ABOUT THIS EXERCISE:
Please give all of the data again, character for character, and drop the pictures.
====== GIVEN DATA ======
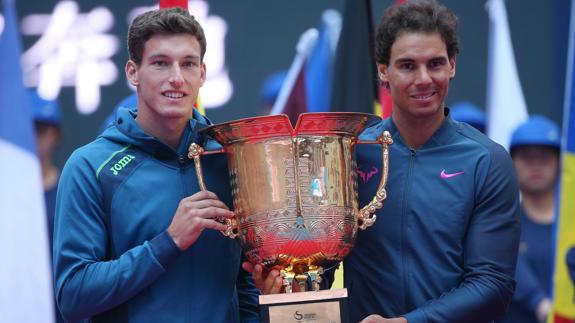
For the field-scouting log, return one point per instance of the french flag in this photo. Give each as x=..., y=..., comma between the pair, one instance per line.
x=25, y=275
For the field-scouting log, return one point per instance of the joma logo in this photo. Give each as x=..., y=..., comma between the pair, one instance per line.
x=121, y=164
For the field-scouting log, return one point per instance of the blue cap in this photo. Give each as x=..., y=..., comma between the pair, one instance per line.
x=537, y=130
x=469, y=113
x=272, y=86
x=45, y=111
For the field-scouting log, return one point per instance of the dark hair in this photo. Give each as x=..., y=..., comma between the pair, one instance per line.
x=164, y=21
x=425, y=16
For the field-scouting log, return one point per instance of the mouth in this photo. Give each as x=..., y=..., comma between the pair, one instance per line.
x=423, y=96
x=173, y=95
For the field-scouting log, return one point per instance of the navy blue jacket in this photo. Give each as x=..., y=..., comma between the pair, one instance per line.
x=444, y=245
x=113, y=258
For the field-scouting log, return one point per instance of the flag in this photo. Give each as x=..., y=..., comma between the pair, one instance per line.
x=563, y=291
x=506, y=107
x=319, y=68
x=292, y=98
x=355, y=85
x=25, y=274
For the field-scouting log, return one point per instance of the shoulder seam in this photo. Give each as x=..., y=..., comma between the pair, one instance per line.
x=110, y=158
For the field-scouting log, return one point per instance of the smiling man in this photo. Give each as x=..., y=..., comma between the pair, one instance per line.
x=135, y=239
x=444, y=246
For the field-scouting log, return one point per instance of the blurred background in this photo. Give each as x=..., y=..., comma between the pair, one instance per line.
x=252, y=39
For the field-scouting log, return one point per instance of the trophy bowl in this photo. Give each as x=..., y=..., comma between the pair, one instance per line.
x=295, y=189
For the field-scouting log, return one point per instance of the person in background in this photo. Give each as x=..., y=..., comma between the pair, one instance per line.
======
EXERCISE OUTPUT:
For the field-scouting log, return one point per instance of the french flag in this photo. Give each as x=..., y=..., comma between the pair, one instance per line.
x=25, y=275
For the field-scouting log, return one point per instance of the joma logo in this photo. Give each as x=..., y=..., comma between the pair, one instance per line.
x=121, y=164
For the field-scouting log, return one point per instance of the blue cap in this photo. Give each as x=..., y=..., comma between the pair, one instance per line.
x=537, y=130
x=469, y=113
x=272, y=86
x=45, y=111
For the field-scouting log, return one point per instance of the dark hair in this photo. Give each as x=..., y=..., comma between the pair, one instance per line.
x=164, y=21
x=425, y=16
For the field-scouting log, return one point per instance of the mouth in this photo. Give each as x=..., y=..., comma between the pair, one instance per line.
x=423, y=96
x=173, y=95
For the field-scouting log, return one point per instance of the navy blue jacket in this photo. Give each as x=..., y=..., comma between the pair, one instance per line.
x=444, y=245
x=113, y=258
For the field-scouting log, return one point per instance of the flag in this photo. Give each as x=..., y=..., comma between the pair, one instance per line.
x=563, y=291
x=506, y=107
x=319, y=68
x=292, y=98
x=355, y=85
x=25, y=274
For the field-scouting log, return one point per instance of the shoulder seam in this photo. Give each as x=..., y=..., comma between the pair, one instance per line.
x=110, y=158
For the field-scouting log, return one point per instance of the smiling man in this photo. Give each as x=..., y=..., comma between the pair, one instance per line.
x=135, y=239
x=444, y=246
For the field-scouting log, return one point per instance of the blurred background in this photo. Give each as x=..., y=..., comma between the pair, one instance per line.
x=252, y=39
For the field-scouting log, return one point per instance of the trophy bowl in this photo. Give each as x=..., y=..., comma between the pair, one instance per line.
x=295, y=189
For the field-scouting log, return one point per instance of the person in background in this photo. Give each as x=..., y=..., comma between the pair, one instance per line.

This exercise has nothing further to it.